START Input data

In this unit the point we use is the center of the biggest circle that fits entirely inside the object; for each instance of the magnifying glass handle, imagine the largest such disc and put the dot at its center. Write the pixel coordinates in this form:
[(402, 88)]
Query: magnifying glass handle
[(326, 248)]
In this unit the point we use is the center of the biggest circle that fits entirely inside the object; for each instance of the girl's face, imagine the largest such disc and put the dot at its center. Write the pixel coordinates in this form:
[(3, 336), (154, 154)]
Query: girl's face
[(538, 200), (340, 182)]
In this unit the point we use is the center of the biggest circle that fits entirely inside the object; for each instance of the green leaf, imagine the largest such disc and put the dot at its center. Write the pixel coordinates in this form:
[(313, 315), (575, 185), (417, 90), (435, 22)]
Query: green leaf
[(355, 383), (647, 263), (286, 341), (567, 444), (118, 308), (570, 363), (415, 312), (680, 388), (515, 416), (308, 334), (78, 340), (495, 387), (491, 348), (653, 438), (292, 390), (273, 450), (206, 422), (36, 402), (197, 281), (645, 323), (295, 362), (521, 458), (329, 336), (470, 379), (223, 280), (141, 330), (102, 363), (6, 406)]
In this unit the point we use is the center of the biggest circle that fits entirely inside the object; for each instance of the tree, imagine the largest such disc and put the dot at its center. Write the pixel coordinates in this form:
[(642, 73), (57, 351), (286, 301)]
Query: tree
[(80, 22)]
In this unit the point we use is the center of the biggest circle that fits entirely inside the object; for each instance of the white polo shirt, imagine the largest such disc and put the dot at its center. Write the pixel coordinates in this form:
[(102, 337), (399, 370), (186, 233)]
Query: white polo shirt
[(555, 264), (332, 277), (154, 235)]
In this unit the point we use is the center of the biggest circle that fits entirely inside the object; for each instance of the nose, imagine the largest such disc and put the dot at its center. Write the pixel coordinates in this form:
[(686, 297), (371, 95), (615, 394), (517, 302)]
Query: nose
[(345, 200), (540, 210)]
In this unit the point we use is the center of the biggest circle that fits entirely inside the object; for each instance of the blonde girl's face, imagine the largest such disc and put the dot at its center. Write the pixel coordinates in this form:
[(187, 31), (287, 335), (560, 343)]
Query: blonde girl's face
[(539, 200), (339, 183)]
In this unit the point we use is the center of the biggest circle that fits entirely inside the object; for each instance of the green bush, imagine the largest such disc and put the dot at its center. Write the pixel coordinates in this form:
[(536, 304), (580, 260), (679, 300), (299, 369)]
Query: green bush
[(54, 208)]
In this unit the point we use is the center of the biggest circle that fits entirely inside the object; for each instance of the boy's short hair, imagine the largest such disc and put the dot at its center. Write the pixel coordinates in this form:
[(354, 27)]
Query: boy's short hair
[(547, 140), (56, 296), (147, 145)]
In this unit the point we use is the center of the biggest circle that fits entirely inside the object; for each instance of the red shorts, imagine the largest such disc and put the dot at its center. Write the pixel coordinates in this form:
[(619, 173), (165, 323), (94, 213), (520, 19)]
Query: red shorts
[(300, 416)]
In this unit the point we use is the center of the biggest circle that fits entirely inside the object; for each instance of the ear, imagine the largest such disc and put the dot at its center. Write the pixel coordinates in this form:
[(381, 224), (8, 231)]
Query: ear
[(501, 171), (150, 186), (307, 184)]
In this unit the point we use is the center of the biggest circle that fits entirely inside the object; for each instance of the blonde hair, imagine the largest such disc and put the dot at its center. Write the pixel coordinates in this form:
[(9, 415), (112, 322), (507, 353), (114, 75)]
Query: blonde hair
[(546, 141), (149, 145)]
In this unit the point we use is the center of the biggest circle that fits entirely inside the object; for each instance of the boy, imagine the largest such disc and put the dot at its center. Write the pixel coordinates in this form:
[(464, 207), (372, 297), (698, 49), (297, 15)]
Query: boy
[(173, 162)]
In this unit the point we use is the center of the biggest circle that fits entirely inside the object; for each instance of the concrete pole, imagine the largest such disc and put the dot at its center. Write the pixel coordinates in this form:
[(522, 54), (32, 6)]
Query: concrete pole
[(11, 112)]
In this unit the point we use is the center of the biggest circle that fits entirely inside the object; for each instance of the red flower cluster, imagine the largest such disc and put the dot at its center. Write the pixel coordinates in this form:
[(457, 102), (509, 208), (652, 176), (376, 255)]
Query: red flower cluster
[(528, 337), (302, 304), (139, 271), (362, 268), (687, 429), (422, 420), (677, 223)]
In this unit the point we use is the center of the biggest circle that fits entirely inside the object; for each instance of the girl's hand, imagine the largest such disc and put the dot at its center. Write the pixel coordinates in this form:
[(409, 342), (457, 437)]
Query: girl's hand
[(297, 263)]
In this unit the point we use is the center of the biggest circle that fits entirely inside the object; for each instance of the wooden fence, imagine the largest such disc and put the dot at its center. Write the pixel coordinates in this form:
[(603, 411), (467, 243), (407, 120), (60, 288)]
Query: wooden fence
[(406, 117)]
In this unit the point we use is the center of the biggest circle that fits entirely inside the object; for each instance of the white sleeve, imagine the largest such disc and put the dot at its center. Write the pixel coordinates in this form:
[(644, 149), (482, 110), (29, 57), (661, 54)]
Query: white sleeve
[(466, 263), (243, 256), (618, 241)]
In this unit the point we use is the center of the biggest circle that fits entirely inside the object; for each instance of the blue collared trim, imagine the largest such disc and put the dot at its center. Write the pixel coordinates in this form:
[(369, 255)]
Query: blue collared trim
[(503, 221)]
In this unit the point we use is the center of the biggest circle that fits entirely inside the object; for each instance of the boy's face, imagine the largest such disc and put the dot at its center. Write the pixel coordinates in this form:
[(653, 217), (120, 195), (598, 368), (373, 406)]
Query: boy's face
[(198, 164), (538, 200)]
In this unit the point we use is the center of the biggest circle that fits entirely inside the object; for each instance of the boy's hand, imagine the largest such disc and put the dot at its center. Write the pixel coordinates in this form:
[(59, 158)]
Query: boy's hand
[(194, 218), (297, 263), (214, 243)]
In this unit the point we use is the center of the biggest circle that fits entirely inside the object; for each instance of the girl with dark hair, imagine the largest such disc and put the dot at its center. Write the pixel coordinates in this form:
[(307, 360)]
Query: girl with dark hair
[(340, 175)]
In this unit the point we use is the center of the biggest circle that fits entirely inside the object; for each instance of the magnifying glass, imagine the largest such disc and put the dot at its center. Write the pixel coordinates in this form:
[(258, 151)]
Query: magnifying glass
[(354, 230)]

END Input data

The entire listing is to be retyped exactly.

**Answer below:**
In this unit the point we use is the center of the biggest circle that fits entirely inside the object; for each instance of the magnifying glass handle, imagine the largest such disc and put the dot at its center. Write the pixel coordinates in this form:
[(402, 88)]
Query: magnifying glass handle
[(326, 248)]
In this unit the point we use is the center of the biggest circle that fits entirely inside the object; for each instance of the girl's face, imagine the largest such disc and put the dot at its center. Write the pixel coordinates in this form:
[(3, 336), (154, 154)]
Query: girl's face
[(538, 200), (340, 182)]
In this unit the point we use is the center of the biggest circle that fits entirely inside the object; for each instance of the green leaf, imagine the largest such disc and put the dot at its center. Write the pixel coordinates in this form:
[(313, 315), (575, 185), (417, 90), (435, 22)]
Query: green leaf
[(355, 383), (647, 263), (286, 341), (567, 444), (118, 308), (570, 363), (415, 312), (680, 388), (515, 416), (308, 334), (78, 340), (495, 387), (491, 348), (653, 438), (292, 390), (273, 450), (206, 422), (36, 402), (197, 281), (645, 323), (295, 362), (521, 458), (329, 336), (470, 379), (223, 280), (141, 330), (102, 363), (6, 406)]
In this unit the point we use is the center of the biggest circle that fits entirely inside the object; for each instance of the tree, imagine the largest such disc and put the dot at its center. Write the pixel coordinates in this form:
[(642, 73), (57, 351), (286, 301)]
Query: tree
[(80, 22)]
In this unit the point we use is the center of the biggest circle that fits entirely inside the object; for each instance of the white polo shirt, imagine the largest such disc and put the dot at its center. Write the pixel coordinates in this form:
[(102, 337), (399, 370), (186, 233)]
Query: white polo shirt
[(555, 264), (332, 277), (154, 235)]
In this unit the point we use is the center of the biggest circle that fits entirely inside the object; for each instance of the nose, imagine the largest such disc and put the dot at its center. Write the pixel coordinates in this form:
[(686, 297), (371, 95), (615, 394), (517, 302)]
Query: nose
[(345, 200), (540, 210)]
In this unit the point we use is the center of the biggest circle that fits entirely inside the object; for each instance of the blonde girl's face, imagine the largest such disc and put the dot at its center. Write the pixel coordinates in this form:
[(187, 31), (287, 335), (560, 343)]
Query: blonde girl's face
[(539, 200), (339, 183)]
In this unit the point we use is the center of the biggest circle that fits entirely inside the object; for each instance of the green bush, imagine the largest such disc and put the dot at its center. Write the pixel coordinates in this form:
[(536, 304), (580, 260), (679, 300), (299, 369)]
Query: green bush
[(54, 208)]
In this unit the point we use is the center of the biggest circle that fits entirely inside the object; for each instance of the boy's short hair, imagine the largest such disc and put the dot at its center. Write the pixel coordinates in this form:
[(354, 27)]
Query: boy's short hair
[(547, 140), (56, 296), (147, 145)]
In this unit the point we use is the center of the biggest circle that fits entirely inside the object; for each instance of the red shorts, imagine the largest such disc and put the dot at its center. Write the pixel coordinates in this form:
[(619, 173), (165, 323), (94, 213), (520, 19)]
Query: red shorts
[(300, 416)]
In this unit the point we use is the center of the biggest circle that fits entirely inside the object; for each instance of the ear, imagine the largest such disc and put the dot at its center. Write the pixel coordinates in this form:
[(381, 224), (8, 231)]
Query: ear
[(501, 171), (150, 186), (307, 184)]
In this unit the point we use is the center of the biggest circle that fits entirely inside the object; for each instance of the blonde hair, imagine the largest such disc and put the dot at its center. Write the pixel coordinates in this form:
[(9, 415), (112, 322), (507, 353), (114, 75)]
Query: blonde hair
[(546, 141), (149, 145)]
In this unit the point we use is the center of the biggest circle that fits entirely inside the object; for each instance of the boy, imagine the largest such disc and put the dot at its center. Write the pixel coordinates in this form:
[(464, 207), (372, 297), (698, 49), (297, 15)]
Query: boy
[(173, 162)]
In this unit the point we use is the center of the biggest circle that fits entirely inside the object; for each instance of the concrete pole, imagine the largest such disc and put the dot at its center. Write the pixel coordinates in this form:
[(522, 54), (32, 6)]
Query: concrete pole
[(11, 112)]
In this unit the point we use is the center of the biggest circle that fits entirely inside the object; for each instance of the red flower cluster, imagine the largest such disc and put the dot at its center. Write the pixel coordinates in this form:
[(457, 102), (509, 208), (652, 176), (376, 255)]
Query: red flower cluster
[(528, 337), (302, 304), (139, 271), (362, 268), (687, 429), (422, 420), (677, 223)]
In this unit the point we use is the center of the biggest circle that fits entirely inside the object; for each instance of the girl's hand, imagine the largest such disc and put the dot at its center. Write the pixel coordinates in this form:
[(409, 342), (457, 437)]
Query: girl's hand
[(297, 263)]
In this unit the point we use is the center of the biggest circle that fits entirely inside the object; for each instance of the wooden fence, imagine the largest such disc and put the dot at its center. Write the pixel coordinates in this form:
[(603, 411), (467, 243), (407, 120), (60, 288)]
Query: wooden fence
[(406, 117)]
In this unit the point we use is the center of the biggest circle that fits entirely inside the object; for each instance of the white sleeve, imagine the largest such disc and put the dot at its center. Write the pixel coordinates in this form:
[(644, 149), (482, 110), (29, 57), (661, 54)]
Query: white sleeve
[(466, 263), (243, 256), (618, 241)]
In this unit the point we use is the center of the biggest circle that fits entirely inside the object; for each instance of the blue collared trim, imagine the largest such disc and put the dot at its center. Write the pixel coordinates in this form:
[(369, 255)]
Query: blue collared trim
[(503, 221)]
In this unit the point we use is the center of the biggest circle that fits entirely inside the object; for each instance of the boy's face, imagine the largest such disc and put the dot at its center. Write the pixel coordinates in this form:
[(653, 217), (120, 195), (598, 368), (373, 406)]
Query: boy's face
[(198, 164), (538, 200)]
In this unit the point we use is the center of the biggest circle that fits entirely inside the object; for each instance of the boy's hand, imagine the largest such disc and put the dot at its center. Write the pixel coordinates in this form:
[(59, 158)]
Query: boy's hand
[(194, 218), (297, 263), (214, 243)]
In this unit the point we use is the center of the biggest circle that fits entirely inside the object; for each instance of the girl with dark hair, imagine the largest such disc and put the dot at its center. Write the pixel coordinates in this form:
[(307, 360)]
Query: girl with dark hair
[(340, 175)]
In this unit the point we use is the center of the biggest circle that fits entirely inside the object; for each instance of the magnifying glass, imagine the largest such disc and put the dot at its center. Write the pixel coordinates in this form:
[(258, 151)]
Query: magnifying glass
[(354, 230)]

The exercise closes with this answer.